→ **Set exercise**
Tally how many lines of the records below contain the string "cross", with case counting, and reply with the number alone.

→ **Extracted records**
......
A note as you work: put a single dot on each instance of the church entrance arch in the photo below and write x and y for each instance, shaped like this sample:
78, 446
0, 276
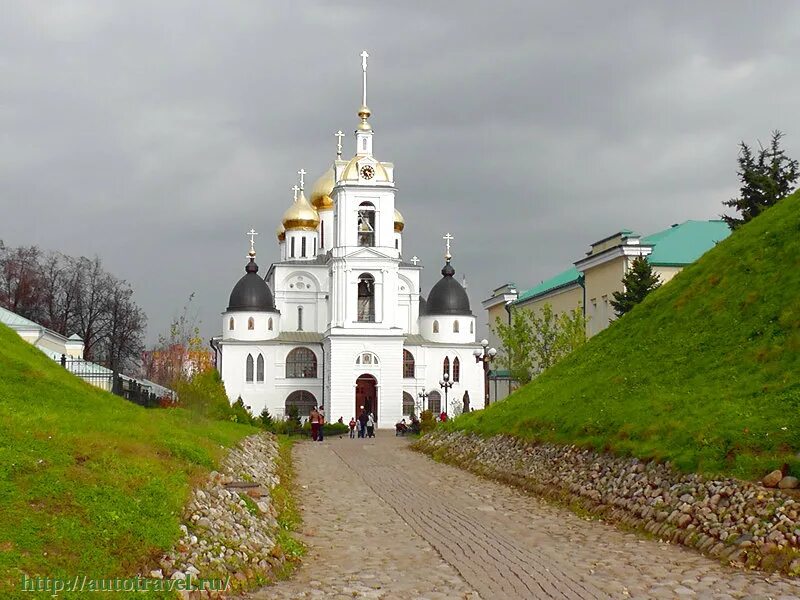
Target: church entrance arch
367, 395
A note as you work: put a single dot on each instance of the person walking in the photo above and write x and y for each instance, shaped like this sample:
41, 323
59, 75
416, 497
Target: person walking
313, 417
370, 426
362, 423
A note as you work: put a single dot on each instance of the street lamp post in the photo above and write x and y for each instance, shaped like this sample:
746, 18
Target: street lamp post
445, 384
423, 396
485, 355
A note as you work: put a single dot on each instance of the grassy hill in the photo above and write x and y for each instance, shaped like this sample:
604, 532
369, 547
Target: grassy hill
90, 484
704, 373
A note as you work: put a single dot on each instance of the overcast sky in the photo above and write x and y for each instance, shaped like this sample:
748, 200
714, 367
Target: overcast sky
154, 134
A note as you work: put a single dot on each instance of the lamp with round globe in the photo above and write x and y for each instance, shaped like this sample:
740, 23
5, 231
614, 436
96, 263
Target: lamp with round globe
485, 355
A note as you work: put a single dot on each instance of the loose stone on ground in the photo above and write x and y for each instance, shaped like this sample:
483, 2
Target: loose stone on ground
384, 522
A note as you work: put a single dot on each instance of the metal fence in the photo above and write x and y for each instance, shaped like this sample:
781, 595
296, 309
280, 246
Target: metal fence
143, 393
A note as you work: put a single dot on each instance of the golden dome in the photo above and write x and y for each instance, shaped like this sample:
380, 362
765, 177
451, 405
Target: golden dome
301, 215
321, 192
399, 222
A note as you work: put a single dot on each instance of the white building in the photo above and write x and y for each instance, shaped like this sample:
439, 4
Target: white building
339, 320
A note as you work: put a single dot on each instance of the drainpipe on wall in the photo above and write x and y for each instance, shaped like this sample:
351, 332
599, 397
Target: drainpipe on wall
322, 346
508, 310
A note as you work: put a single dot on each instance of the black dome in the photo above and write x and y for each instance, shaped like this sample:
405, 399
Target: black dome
447, 297
251, 293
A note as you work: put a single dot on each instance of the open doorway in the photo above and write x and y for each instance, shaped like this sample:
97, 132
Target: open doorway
367, 395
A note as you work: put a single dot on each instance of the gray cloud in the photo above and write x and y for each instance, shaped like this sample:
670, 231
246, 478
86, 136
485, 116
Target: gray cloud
155, 134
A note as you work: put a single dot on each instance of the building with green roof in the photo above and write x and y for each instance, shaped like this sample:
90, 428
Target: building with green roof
591, 282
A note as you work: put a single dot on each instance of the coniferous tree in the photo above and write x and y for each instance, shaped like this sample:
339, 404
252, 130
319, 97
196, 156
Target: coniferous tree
638, 281
766, 179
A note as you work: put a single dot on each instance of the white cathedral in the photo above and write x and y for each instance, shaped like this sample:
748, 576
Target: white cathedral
339, 321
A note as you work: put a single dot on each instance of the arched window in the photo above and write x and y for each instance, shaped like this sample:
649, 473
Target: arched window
367, 358
301, 363
408, 365
366, 298
408, 403
366, 224
435, 402
260, 368
302, 401
248, 375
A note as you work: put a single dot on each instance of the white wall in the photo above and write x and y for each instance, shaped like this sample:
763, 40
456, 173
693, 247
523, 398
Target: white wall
260, 331
446, 335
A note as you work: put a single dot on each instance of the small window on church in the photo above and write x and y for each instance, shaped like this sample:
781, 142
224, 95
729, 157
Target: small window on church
249, 369
366, 298
260, 368
366, 224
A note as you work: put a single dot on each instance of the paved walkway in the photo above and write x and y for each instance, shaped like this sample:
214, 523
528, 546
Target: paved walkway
382, 521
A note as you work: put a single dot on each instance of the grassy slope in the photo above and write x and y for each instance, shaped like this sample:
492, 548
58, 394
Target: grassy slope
90, 483
705, 372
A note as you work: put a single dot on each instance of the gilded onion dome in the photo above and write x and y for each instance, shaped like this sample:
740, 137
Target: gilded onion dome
301, 215
399, 222
321, 192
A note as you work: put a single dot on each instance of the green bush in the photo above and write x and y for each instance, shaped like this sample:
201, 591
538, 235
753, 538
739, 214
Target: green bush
204, 394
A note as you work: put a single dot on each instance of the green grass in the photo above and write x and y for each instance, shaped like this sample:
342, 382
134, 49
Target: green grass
90, 484
705, 373
283, 498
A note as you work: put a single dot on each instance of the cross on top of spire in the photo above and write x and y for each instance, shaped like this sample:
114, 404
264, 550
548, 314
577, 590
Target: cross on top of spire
252, 235
448, 238
339, 135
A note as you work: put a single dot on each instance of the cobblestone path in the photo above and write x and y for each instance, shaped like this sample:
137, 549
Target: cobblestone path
384, 522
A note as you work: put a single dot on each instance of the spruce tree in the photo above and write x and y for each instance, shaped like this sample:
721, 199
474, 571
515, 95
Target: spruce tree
766, 179
638, 281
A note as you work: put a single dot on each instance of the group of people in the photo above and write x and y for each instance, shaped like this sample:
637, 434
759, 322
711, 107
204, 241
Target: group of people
365, 424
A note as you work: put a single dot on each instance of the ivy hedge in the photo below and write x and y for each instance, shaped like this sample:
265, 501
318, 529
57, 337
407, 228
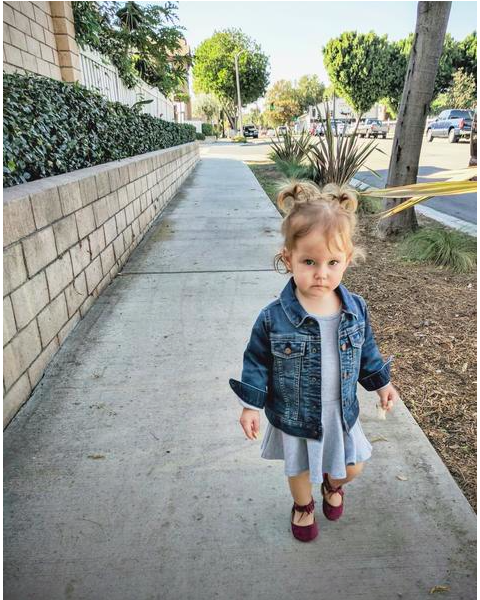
......
→ **Exercise result**
2